**Exercise prompt:** Whenever a line contains "cloud", include it in the count; reply with the number of such lines in the data and nothing else.

Records from a dataset
_ _ _

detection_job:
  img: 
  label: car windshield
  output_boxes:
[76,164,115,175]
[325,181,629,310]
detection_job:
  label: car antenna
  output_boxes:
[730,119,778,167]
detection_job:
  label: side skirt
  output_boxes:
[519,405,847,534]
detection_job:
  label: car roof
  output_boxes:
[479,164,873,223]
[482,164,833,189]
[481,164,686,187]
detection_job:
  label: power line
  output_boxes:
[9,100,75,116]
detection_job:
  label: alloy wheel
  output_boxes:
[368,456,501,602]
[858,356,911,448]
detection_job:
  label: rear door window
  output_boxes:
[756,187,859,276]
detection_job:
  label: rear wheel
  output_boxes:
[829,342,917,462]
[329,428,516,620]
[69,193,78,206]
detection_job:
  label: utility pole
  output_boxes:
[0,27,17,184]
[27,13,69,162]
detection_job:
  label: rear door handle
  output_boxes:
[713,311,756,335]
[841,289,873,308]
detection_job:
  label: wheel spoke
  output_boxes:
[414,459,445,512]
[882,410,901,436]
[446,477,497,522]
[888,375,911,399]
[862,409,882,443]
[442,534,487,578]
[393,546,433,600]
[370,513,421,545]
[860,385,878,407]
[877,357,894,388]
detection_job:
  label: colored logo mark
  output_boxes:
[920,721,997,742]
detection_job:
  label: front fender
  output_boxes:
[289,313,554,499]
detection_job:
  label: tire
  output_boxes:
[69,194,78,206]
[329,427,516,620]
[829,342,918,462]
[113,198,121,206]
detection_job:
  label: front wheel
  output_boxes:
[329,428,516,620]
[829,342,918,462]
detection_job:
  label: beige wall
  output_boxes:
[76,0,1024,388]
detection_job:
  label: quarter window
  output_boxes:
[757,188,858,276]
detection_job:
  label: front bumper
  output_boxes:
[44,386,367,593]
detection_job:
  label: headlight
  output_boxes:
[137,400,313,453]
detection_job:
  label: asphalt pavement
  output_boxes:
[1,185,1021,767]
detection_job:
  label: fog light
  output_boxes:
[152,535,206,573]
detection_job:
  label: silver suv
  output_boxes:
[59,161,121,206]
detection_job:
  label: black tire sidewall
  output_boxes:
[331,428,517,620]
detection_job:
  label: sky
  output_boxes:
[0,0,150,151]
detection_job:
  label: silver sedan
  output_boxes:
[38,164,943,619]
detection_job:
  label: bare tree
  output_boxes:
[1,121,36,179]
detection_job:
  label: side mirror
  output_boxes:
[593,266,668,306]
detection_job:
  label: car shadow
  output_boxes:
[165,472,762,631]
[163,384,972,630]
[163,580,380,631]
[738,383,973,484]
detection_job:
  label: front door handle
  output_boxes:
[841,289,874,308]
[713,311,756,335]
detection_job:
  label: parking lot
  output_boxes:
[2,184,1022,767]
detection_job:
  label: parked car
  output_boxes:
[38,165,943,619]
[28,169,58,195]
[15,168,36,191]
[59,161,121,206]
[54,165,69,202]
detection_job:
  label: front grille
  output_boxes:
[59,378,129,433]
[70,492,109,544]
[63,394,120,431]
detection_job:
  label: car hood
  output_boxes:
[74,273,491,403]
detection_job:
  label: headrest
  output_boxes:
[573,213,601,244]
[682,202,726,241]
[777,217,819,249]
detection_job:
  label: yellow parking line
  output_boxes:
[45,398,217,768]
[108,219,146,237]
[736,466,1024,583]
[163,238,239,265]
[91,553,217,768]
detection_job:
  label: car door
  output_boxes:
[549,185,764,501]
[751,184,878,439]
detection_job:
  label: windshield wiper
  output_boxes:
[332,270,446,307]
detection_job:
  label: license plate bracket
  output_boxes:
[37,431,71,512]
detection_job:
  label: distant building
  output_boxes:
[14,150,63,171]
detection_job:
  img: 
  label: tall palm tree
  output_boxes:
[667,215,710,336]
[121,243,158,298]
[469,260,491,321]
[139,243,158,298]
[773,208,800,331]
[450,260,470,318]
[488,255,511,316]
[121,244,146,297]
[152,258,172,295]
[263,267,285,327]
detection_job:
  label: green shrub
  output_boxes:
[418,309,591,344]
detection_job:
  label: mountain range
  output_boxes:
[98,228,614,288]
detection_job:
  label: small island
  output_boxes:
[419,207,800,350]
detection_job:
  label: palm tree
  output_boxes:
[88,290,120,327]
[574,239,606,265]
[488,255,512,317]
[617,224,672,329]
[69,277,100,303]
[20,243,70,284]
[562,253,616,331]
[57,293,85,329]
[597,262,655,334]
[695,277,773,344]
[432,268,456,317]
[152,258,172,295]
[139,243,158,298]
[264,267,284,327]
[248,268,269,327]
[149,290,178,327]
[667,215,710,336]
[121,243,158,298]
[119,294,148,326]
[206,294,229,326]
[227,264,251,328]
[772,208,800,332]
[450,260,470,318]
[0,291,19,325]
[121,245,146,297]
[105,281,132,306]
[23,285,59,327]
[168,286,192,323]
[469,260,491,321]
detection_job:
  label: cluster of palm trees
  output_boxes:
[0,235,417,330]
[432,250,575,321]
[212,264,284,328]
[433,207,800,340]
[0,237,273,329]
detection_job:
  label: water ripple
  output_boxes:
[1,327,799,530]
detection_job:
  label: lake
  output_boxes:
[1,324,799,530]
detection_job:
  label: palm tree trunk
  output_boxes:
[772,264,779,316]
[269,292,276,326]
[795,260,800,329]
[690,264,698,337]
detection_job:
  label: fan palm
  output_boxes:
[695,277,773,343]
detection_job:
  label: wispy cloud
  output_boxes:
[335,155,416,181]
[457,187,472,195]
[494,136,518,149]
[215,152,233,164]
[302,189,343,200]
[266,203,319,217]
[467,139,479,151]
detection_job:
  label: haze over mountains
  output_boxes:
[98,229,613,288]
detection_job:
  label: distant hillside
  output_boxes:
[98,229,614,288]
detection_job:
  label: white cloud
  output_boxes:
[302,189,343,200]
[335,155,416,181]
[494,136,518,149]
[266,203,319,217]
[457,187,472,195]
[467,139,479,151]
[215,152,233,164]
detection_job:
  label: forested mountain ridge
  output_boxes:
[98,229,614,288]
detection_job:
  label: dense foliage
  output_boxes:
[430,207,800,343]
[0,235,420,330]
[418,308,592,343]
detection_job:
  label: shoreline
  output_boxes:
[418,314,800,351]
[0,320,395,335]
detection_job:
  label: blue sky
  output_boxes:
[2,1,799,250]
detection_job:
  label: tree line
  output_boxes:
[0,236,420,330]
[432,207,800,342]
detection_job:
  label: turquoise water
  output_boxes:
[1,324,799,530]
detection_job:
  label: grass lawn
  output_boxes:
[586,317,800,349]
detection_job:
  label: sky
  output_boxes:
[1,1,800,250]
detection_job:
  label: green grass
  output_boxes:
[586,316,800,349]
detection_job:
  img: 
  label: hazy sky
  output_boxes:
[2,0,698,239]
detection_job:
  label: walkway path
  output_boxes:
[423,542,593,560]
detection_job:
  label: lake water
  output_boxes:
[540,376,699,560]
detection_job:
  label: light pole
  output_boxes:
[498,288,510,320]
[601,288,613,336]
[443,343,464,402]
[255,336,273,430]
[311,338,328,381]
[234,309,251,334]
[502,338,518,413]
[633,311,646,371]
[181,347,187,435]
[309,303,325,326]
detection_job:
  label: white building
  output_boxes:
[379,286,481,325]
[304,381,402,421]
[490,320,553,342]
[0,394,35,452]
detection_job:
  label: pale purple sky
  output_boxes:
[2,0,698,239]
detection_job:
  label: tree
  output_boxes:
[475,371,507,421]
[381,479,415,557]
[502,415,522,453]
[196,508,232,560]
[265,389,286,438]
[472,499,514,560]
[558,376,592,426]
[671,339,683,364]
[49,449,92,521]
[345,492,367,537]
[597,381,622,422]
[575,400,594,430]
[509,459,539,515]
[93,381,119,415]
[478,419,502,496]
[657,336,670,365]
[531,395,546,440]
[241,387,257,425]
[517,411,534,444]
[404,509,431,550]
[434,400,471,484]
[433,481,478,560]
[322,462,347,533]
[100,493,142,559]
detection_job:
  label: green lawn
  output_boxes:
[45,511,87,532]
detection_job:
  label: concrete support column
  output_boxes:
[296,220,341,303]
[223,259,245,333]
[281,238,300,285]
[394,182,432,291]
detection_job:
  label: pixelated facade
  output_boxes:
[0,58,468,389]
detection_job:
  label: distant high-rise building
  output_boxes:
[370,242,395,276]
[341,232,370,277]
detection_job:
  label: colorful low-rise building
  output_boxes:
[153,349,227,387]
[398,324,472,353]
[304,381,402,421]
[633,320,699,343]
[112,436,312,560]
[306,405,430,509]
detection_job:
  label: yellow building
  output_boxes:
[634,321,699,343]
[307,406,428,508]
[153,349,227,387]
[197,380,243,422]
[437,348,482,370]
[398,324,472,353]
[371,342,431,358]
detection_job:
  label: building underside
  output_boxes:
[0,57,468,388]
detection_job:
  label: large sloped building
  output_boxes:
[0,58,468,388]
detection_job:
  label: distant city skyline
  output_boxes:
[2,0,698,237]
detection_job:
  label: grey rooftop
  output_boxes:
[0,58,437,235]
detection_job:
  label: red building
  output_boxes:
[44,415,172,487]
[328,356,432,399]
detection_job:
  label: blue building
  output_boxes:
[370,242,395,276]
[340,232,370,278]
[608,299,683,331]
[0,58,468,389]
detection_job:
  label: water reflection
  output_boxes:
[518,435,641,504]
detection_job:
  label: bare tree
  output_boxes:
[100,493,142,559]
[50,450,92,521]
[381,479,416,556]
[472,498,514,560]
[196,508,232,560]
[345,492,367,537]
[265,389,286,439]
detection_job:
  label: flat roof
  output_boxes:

_ _ _

**Written solution:** 2